> _DIRECTIONS FOR THIS TASK_: Pick out every line in the entries below that contains the word "white". Case counts, so match only that exact capitalization.

> _EXERCISE DATA_:
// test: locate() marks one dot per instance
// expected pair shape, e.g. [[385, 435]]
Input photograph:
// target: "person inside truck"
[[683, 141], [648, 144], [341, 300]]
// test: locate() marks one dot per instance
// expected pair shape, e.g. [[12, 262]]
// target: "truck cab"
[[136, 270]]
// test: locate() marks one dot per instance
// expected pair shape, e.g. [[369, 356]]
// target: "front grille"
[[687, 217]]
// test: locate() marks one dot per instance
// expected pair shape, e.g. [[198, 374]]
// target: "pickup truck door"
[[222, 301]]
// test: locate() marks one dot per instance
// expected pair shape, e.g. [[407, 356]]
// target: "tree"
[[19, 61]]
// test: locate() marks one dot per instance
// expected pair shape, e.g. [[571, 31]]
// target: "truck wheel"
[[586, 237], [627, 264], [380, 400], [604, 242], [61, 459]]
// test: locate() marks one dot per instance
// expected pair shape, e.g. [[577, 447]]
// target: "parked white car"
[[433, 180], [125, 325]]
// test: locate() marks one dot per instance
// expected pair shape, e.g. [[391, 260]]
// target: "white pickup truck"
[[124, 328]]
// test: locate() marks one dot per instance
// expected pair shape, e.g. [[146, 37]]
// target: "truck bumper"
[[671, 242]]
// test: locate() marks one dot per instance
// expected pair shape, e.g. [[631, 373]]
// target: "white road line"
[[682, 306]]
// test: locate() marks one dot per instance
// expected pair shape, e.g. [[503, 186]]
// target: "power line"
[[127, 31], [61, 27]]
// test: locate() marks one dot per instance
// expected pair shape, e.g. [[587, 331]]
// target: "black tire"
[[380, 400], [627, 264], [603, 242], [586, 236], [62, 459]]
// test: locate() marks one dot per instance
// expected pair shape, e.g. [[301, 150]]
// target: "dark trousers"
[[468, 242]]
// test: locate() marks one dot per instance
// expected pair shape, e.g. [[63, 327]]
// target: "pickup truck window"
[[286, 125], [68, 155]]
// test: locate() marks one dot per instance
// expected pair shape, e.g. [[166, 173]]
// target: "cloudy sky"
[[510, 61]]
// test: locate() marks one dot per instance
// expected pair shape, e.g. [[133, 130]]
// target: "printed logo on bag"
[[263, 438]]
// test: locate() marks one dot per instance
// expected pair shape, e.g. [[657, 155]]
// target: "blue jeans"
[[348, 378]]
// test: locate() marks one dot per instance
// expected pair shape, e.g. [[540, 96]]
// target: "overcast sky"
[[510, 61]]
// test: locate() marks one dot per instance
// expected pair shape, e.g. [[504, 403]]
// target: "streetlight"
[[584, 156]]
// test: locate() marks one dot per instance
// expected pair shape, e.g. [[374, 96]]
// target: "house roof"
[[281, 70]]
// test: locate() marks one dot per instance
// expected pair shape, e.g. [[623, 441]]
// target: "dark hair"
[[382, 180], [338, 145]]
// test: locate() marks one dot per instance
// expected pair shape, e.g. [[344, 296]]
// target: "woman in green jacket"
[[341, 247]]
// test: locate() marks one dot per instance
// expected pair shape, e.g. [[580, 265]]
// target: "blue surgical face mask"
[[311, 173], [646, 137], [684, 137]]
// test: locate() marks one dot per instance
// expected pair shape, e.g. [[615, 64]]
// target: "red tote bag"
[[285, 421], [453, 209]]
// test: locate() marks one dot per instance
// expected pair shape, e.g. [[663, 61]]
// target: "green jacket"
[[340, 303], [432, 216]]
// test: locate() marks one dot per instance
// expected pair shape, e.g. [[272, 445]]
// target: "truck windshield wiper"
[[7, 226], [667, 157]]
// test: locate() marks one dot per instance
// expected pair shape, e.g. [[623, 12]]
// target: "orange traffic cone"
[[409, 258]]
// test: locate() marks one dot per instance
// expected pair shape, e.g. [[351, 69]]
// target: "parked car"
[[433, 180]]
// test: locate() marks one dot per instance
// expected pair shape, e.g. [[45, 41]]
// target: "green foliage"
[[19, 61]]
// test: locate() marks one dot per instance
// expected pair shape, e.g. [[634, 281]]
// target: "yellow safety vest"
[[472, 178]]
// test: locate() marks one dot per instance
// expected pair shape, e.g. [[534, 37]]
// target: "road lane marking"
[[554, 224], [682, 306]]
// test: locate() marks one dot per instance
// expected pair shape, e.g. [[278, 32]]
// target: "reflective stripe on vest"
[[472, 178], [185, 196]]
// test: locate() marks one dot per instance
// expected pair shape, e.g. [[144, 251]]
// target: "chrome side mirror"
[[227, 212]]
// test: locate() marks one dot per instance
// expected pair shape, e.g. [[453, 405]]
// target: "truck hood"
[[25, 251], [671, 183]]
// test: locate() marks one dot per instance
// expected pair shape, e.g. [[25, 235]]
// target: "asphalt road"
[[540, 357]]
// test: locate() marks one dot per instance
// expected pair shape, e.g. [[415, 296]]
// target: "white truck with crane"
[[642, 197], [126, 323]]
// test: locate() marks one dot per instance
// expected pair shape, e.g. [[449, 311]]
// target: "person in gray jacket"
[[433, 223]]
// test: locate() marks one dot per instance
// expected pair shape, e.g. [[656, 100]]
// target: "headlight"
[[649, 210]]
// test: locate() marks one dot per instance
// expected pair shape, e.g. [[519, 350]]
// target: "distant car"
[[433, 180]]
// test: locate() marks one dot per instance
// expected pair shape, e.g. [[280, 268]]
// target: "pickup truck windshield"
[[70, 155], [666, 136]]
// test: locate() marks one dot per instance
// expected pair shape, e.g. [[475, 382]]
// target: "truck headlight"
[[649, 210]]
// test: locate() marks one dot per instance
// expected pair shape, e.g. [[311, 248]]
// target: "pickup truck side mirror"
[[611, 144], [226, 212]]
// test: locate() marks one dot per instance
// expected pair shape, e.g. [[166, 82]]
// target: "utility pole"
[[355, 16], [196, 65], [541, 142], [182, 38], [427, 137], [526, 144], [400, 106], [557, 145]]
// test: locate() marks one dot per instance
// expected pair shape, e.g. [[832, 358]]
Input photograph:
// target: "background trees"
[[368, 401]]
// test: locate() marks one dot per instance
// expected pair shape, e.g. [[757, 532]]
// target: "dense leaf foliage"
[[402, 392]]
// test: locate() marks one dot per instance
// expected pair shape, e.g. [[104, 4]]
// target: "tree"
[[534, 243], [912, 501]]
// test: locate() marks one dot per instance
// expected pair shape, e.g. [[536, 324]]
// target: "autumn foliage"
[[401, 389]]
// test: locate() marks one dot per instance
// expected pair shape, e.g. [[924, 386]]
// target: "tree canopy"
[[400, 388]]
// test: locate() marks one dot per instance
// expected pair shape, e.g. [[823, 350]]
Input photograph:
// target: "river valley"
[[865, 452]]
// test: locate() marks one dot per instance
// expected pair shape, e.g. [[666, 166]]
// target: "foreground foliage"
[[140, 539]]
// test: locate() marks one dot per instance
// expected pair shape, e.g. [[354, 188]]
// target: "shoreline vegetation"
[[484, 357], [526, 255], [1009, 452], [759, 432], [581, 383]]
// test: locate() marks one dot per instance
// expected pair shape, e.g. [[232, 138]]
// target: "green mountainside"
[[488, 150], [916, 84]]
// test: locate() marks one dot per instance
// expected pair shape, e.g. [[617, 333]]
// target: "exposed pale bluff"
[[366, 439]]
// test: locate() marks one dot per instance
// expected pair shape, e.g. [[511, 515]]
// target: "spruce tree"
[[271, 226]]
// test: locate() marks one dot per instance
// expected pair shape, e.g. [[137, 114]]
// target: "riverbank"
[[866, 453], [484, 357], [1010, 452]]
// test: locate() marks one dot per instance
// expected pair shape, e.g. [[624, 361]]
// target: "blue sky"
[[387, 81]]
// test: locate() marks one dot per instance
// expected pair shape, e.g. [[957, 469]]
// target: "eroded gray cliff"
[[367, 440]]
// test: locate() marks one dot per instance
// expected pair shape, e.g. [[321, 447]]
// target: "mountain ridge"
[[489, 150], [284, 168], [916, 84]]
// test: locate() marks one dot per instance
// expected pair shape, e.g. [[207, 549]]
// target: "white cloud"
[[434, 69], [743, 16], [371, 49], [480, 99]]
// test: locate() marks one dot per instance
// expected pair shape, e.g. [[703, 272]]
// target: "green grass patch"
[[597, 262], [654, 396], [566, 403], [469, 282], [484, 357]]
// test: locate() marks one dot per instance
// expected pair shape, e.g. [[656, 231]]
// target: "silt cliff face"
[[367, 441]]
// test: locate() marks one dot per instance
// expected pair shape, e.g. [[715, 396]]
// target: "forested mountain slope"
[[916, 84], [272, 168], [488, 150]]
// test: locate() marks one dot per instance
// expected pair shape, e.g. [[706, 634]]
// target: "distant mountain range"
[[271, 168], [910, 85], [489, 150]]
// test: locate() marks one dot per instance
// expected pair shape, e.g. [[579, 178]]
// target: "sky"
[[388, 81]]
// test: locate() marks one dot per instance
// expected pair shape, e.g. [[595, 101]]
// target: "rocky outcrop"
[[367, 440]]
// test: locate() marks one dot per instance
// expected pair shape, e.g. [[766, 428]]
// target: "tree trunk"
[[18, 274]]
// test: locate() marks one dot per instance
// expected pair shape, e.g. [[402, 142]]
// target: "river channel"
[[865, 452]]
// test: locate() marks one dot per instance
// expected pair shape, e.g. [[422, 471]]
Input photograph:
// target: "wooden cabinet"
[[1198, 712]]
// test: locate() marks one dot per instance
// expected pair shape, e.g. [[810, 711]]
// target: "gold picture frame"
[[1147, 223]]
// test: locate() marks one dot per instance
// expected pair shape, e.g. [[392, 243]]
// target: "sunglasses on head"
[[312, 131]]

> _FULL RESPONSE_:
// target: "parked white car"
// target: "white pickup truck"
// target: "white road line"
// target: "white truck with crane"
// target: "white cloud"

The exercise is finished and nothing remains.